What the task asks: Can you repeat the rows starting at the line containing "May I please request that you find the sloped" and ending at the line containing "187 90 191 102", both included, without changing anything?

Working data:

___

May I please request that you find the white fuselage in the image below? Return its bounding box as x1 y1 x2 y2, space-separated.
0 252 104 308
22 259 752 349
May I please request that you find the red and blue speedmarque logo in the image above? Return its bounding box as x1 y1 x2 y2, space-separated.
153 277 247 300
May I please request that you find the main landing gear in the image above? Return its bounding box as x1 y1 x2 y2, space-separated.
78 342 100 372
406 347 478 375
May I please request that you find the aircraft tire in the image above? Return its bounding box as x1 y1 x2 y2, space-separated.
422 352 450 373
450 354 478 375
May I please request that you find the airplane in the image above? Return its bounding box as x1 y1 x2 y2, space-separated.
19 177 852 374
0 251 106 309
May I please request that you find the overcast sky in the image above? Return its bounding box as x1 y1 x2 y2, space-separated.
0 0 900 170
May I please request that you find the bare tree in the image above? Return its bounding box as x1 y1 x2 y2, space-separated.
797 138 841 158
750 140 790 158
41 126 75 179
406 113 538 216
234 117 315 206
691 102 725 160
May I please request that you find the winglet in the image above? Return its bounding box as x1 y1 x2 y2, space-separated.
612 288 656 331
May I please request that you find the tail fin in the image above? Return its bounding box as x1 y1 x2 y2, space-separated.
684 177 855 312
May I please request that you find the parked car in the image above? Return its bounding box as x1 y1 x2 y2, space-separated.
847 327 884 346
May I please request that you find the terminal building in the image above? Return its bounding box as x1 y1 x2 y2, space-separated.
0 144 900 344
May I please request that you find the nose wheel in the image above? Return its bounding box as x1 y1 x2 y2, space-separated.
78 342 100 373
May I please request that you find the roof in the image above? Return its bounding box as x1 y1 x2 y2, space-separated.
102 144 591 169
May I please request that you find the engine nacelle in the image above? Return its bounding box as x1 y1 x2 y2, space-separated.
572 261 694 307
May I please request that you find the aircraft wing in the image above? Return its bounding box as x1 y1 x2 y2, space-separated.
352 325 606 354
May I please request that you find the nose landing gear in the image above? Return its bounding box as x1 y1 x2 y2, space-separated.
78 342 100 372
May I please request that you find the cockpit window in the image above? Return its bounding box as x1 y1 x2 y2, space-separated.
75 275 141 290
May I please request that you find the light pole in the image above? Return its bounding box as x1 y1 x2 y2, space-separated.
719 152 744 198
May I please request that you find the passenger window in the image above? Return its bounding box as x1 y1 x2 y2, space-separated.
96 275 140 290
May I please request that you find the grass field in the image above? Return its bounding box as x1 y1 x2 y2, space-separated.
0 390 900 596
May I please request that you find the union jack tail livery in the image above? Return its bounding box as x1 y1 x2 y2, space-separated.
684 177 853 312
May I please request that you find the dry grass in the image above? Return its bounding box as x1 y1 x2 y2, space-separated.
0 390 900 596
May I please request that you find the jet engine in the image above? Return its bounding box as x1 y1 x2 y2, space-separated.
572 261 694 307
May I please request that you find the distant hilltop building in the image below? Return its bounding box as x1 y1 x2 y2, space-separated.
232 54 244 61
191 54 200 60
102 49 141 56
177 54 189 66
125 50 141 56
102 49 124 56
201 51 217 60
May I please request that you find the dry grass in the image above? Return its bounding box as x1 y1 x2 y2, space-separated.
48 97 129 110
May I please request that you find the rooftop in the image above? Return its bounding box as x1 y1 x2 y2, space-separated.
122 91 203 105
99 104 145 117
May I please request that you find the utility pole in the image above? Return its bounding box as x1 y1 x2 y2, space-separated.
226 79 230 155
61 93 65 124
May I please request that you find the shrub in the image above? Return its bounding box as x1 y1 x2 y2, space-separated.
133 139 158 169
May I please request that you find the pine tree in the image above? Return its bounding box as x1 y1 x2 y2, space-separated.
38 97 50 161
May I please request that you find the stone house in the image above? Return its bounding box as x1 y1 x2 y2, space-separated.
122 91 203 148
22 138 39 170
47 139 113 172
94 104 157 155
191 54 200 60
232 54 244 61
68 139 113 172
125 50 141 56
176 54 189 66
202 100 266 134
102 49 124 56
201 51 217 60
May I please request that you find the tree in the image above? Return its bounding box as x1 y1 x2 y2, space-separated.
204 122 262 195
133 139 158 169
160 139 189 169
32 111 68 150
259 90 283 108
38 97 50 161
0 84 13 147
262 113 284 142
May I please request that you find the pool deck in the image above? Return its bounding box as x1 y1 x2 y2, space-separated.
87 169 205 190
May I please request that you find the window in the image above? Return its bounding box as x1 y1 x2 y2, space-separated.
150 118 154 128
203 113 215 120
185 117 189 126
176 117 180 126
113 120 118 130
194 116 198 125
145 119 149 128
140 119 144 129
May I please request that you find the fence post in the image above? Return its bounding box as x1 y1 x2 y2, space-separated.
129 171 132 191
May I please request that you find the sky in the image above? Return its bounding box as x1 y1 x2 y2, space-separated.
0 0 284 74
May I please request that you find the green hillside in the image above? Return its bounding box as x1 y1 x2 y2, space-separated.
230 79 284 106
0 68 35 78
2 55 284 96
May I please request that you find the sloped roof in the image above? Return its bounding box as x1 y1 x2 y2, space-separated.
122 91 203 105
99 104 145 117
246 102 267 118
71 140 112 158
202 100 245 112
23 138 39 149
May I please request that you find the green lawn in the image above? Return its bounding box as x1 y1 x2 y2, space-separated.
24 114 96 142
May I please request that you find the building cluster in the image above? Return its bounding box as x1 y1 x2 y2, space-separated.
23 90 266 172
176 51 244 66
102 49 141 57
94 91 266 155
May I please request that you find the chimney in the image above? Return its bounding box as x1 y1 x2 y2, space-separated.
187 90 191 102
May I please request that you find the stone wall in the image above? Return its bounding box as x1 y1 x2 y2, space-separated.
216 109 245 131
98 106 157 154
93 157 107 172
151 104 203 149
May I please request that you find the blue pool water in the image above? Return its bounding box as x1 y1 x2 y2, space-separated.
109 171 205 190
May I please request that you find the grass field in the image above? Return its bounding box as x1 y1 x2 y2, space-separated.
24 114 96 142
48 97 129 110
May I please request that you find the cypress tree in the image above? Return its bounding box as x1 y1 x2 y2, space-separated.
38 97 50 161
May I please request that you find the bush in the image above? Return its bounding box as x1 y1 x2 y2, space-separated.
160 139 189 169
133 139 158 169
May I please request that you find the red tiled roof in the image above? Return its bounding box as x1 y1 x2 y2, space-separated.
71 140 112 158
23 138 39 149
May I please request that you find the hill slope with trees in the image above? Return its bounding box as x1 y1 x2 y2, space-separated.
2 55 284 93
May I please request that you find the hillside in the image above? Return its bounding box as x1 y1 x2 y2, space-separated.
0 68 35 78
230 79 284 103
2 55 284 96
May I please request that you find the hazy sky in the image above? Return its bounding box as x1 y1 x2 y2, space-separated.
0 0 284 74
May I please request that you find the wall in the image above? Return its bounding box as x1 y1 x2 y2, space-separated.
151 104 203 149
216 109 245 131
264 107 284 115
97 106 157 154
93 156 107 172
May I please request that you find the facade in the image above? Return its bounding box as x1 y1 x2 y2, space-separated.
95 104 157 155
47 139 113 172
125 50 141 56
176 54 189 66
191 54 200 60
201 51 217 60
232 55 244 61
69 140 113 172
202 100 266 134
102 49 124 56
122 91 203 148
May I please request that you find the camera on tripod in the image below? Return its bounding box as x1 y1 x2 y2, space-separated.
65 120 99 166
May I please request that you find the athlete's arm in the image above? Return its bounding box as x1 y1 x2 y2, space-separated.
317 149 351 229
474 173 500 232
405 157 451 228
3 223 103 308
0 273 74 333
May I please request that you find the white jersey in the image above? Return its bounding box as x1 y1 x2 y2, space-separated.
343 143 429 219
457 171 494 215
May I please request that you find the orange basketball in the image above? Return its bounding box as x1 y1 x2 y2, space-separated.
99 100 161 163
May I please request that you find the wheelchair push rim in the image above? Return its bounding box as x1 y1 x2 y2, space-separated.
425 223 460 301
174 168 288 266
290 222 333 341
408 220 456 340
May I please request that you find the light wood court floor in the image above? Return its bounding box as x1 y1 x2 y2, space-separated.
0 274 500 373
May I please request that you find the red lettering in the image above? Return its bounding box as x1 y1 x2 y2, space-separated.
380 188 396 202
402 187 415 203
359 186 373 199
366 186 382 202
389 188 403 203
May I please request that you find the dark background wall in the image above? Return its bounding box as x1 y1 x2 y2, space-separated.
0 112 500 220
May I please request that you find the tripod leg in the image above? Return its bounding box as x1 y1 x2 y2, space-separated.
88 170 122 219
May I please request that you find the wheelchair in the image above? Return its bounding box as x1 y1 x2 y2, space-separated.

___

Written response:
May I please request that you find the sloped roof in the image above? Return its bounding box as x1 y1 x2 y2, space-separated.
122 91 203 105
99 104 145 117
246 102 267 118
71 140 112 158
202 100 245 112
23 138 39 149
May I please request that you find the green lawn in the image above? Return its bounding box as x1 y1 x2 y2, space-separated.
24 114 96 142
May I please request that you find the building cluster in the image above? Return its bounding box as x1 y1 x2 y2, space-separated.
23 90 266 172
176 51 244 66
102 49 141 57
94 91 266 155
May I please request that you find the chimney in the image above? Return its bounding box as x1 y1 x2 y2, space-separated.
187 90 191 102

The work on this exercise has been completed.